STATED EXERCISE. Copy out every line of the records below, requests included, adding 107 to each number in the point coordinates that answer them. Leave out the pictures.
————
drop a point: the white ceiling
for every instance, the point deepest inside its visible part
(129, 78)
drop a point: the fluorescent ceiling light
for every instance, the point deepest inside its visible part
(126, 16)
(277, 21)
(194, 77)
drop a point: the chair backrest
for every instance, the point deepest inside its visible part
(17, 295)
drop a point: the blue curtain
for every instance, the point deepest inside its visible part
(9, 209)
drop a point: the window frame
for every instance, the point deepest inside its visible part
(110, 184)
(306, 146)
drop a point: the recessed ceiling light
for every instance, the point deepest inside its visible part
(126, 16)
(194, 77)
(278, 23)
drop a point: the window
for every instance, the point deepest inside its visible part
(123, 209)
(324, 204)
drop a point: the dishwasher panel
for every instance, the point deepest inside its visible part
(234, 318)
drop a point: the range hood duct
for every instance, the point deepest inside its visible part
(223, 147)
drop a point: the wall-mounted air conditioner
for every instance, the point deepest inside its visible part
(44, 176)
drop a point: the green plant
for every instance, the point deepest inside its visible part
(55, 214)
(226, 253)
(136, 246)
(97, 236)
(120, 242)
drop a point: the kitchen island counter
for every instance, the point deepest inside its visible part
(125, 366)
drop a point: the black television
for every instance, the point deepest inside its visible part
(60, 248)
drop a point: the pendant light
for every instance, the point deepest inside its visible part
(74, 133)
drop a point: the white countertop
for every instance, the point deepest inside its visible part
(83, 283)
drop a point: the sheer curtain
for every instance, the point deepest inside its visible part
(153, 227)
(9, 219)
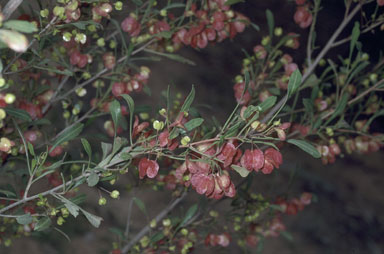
————
ANSWER TO THIS PROBLEM.
drop a point: the white ceiling
for every instance, the point deepest inside its visible part
(236, 185)
drop a point: the fluorescent ceiling light
for every instance, the point deepest inside its visible part
(233, 123)
(384, 128)
(301, 184)
drop a point: the chair backrest
for every instance, the point deepest inside its visible part
(124, 402)
drop a point: the blue curtain
for every instance, the point deepest inside its visible part
(116, 316)
drop a point: the window frame
for every instance, the point deepest inside its visible part
(217, 291)
(413, 253)
drop a point: the recessed ceiling light
for every instance, the point deepest inside its visible part
(233, 123)
(301, 184)
(385, 130)
drop a point: the window
for every instance, the point deepest inside its visible part
(230, 316)
(431, 311)
drop a point: the dishwasher panel
for every instance, the point deepest inside its visible part
(341, 425)
drop a point: the range hood duct
for every instance, the point deepest inside its visible part
(330, 254)
drop a point: the wall-mounted air conditioner
for every instance, the point deepest inside its visible part
(151, 283)
drop a point: the green plant
for every instance, the point deepest inside its visible part
(162, 321)
(333, 360)
(243, 353)
(204, 343)
(227, 349)
drop a point: the kitchen island counter
for every instance, the point deepest inside its visible part
(232, 473)
drop a point: the black television
for every instance, the point deepest inside its visible part
(167, 355)
drop a point: the pendant light
for every instance, the point deepest inside its visible part
(181, 240)
drop a point: the white countertop
for every instance, the point deepest inside its visible part
(190, 390)
drop a point: the sheer curtain
for every instance, the point deepest inside its visible part
(260, 334)
(116, 326)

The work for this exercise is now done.